> PROBLEM TO SOLVE: Copy out the records again. Change nothing.
-- WORKING DATA follows --
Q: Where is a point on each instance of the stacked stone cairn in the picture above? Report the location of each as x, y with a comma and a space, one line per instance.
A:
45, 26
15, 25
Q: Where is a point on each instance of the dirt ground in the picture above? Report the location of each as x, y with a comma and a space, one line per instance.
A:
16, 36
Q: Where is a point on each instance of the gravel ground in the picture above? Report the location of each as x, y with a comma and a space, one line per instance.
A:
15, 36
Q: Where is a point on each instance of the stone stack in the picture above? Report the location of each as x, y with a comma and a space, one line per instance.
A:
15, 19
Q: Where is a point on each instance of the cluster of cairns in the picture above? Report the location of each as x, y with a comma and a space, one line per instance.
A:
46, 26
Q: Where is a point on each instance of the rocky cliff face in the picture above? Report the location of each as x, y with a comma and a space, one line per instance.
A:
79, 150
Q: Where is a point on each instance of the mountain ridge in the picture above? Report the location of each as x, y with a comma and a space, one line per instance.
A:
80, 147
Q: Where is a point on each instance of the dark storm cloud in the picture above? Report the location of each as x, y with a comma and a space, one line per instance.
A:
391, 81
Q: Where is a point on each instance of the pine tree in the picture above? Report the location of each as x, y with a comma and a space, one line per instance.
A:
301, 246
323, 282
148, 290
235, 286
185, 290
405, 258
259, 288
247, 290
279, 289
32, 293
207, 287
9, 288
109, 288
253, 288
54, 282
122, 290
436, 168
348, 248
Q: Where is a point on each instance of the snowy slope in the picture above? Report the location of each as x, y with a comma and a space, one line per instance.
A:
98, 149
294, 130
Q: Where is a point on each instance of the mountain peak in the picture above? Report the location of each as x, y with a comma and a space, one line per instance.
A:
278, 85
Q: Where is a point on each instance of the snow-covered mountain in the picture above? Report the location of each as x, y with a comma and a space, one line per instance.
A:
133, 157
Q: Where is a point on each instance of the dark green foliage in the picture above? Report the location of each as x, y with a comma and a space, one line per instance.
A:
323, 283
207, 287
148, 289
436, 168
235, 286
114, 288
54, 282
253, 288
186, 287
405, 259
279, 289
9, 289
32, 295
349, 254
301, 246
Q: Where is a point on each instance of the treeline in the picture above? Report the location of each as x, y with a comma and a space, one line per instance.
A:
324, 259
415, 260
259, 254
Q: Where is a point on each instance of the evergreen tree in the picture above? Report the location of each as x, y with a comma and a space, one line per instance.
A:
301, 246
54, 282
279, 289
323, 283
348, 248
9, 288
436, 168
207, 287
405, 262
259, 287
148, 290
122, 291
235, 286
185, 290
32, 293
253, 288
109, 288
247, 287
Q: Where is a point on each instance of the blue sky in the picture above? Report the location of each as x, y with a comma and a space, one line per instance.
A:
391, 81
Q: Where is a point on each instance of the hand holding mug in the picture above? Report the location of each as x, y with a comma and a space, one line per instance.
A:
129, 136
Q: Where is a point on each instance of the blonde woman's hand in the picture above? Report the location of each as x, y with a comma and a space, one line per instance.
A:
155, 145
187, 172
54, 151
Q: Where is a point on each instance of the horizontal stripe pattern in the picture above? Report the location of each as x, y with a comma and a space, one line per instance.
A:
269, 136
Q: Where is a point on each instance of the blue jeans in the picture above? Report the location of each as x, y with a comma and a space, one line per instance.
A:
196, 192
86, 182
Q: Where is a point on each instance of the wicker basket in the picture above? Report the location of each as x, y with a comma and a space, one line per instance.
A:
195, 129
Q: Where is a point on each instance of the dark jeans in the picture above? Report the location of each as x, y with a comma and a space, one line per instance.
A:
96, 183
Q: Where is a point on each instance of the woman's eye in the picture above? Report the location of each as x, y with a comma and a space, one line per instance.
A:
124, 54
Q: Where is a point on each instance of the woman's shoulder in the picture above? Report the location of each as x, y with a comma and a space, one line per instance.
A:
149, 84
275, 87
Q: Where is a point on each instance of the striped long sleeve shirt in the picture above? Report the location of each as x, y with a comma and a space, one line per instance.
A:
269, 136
-- WORKING DATA concluded --
> RESPONSE FOR THIS EXERCISE:
Q: Where is a point on each instance of the stacked stone cairn in the picture above? Report the location of each as x, y with a comma and a space, one line per instance.
A:
45, 26
15, 25
Q: Where is a point on each instance of the dirt ground in the picture above? Report the location of each as x, y with a comma and a space, one line per instance.
A:
16, 36
Q: Where is a point on each instance of the gravel ground in the picture above? Report the location of each as x, y with a comma and a space, one line per instance.
A:
15, 36
Q: Where is a point on each instance of the stone stack in the picture above? Report the location of each as x, y with a comma and a space, one line per instance.
A:
15, 19
Q: Where is a point on each instance of the cluster of cairns in the picture above? Report the location of each as x, y with a comma and a space, one line per instance.
A:
46, 26
Q: Where is a point on each instance of the rocky cliff face in the picture above? Report the location of each as x, y with a comma and a space, one line per instance.
A:
79, 150
Q: Where is a point on each instance of the mountain ridge in the picture above? Report the location of each as x, y with a comma and a space, one line per instance.
A:
80, 147
Q: Where is a point on each instance of the dark storm cloud in the picture above? Report the location of each as x, y with a comma and a space, one line per instance.
A:
391, 81
Q: Where is a point on each instance of the pine tree in the picture above? Report the location of each as x, y with a comma and a space, one line per instance.
A:
301, 246
323, 282
148, 290
235, 286
185, 290
405, 258
259, 288
247, 290
279, 289
32, 293
207, 287
9, 288
109, 288
253, 288
54, 282
122, 290
436, 168
348, 248
Q: Where is a point on each instance of the snowy slope in the picture above? Report the location of each as x, y with a comma and a space, one line per instance.
A:
98, 149
294, 130
Q: Where is a point on each instance of the mountain peak in the picture above? Report the location of each as x, y with a comma and a space, one line per instance.
A:
278, 85
Q: Where is a point on each instance of the snow-covered mountain in the picture above? Report the location of each as x, y with a comma and a space, one line per instance.
A:
133, 157
Q: Where is a point on each instance of the dark green foliage in the picture above? Report the location of each as x, y with a comma and a space, one line per instance.
A:
323, 283
207, 287
148, 289
436, 168
235, 286
114, 288
54, 282
253, 288
186, 287
405, 259
279, 289
9, 289
32, 295
349, 254
301, 246
Q: Where is a point on each instance of the treeline in the picture above? Report the location of each as x, y with a comma and a space, one line per instance.
A:
324, 259
415, 260
259, 254
Q: Where is a point on each instance of the evergreen tree in the picture above? Report the location of each as x, y with a comma and a space, one line per instance.
A:
301, 246
54, 282
279, 289
323, 283
348, 248
9, 288
436, 168
207, 287
405, 262
259, 287
148, 290
122, 291
235, 286
185, 290
32, 293
253, 288
109, 288
247, 287
Q: Where is a point on each instance of the blue sky in the picture above? Report the location of each as x, y with a comma and a space, one line per instance.
A:
391, 81
Q: Where is a point on each instance of the hand holding mug in the picture above? Report the location of each as x, y with a comma and a space, one line per instance.
A:
129, 136
Q: Where is a point on each instance of the blonde woman's hand in the picture above? Report the location of each as x, y with a comma and a space, one line per instance.
A:
155, 145
187, 172
54, 151
Q: Where is a point on each instance of the horizontal stripe pattern in the picture above? Report the location of each as x, y with a comma and a space, one line per instance.
A:
269, 136
Q: Where is a point on each instance of the blue jeans in the picture above? Report the location of each as x, y with a comma and a space, one line per instance.
A:
196, 192
86, 182
Q: Where is a point on each instance of the wicker basket in the picture above? Report the location of each as x, y with a comma and a space, one line per instance.
A:
195, 129
Q: Where is a point on each instance of the dark jeans in the picture above? Report the location of each as x, y with a comma and a space, one line per instance.
A:
96, 183
Q: Where is a point on each instance of the woman's eye in the picture above? Report the location of each as x, y with a comma and a space, one line per instance.
A:
124, 54
Q: Where is a point on each instance of the woman's shoulder in the picture above? Report the location of each as x, y with a comma and a space, one line per instance.
A:
149, 84
275, 87
Q: Where is a point on each instance of the striped long sleeve shirt in the picture above? Report the location of each as x, y with a comma and a space, one line per instance.
A:
269, 136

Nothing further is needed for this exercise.